*What you need to do:* Can you pull out the text of every row below word for word, leaving the pictures out of your answer?

*Material provided:*
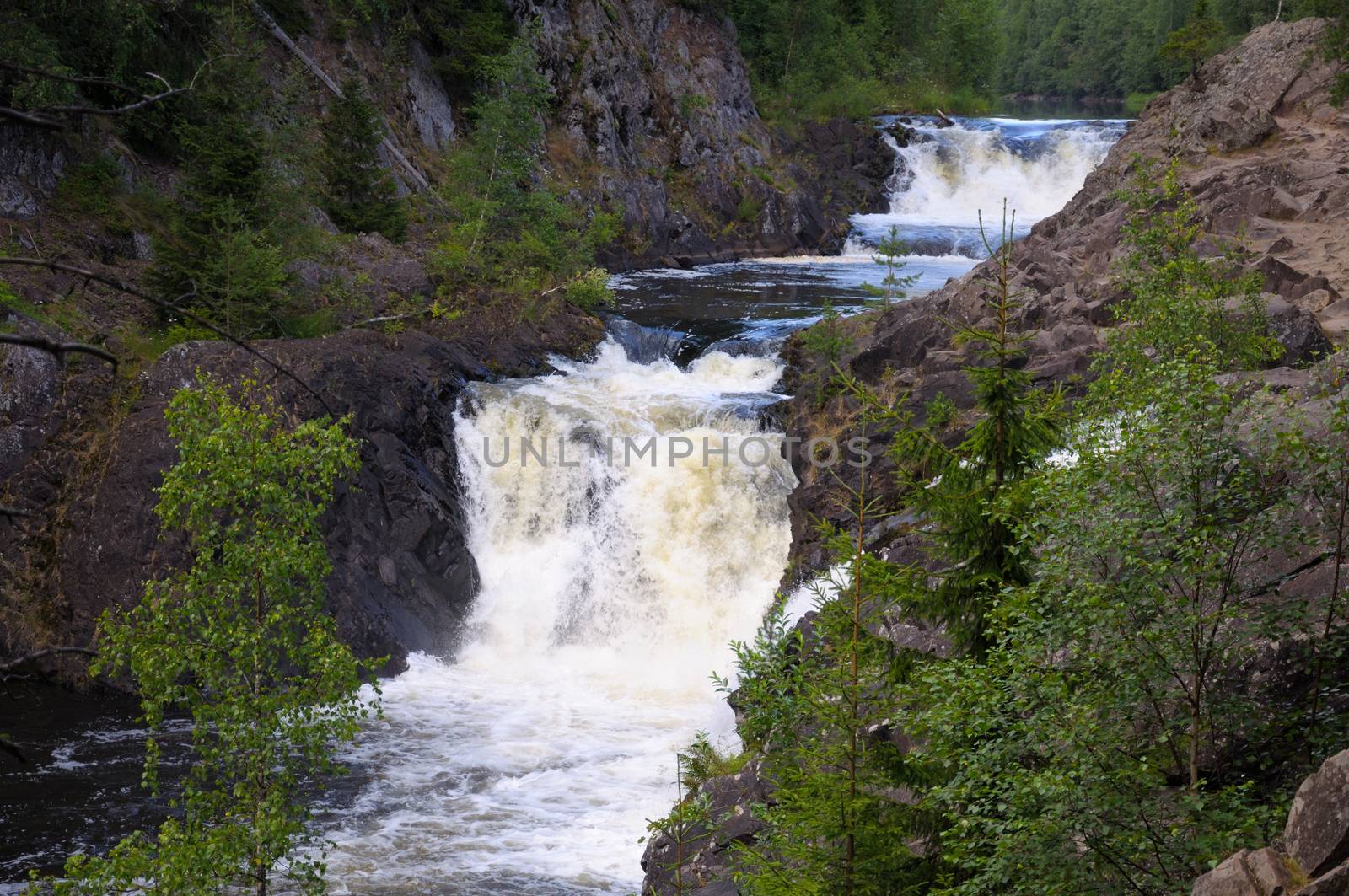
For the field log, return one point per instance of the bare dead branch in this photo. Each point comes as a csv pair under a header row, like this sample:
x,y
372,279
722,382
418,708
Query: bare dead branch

*Solution for this task:*
For the field log, return one point per instance of the bare dead branch in this photo. Each point comes as a csv pair under a header row, like this sample:
x,y
372,279
722,382
418,708
Query: bare dead branch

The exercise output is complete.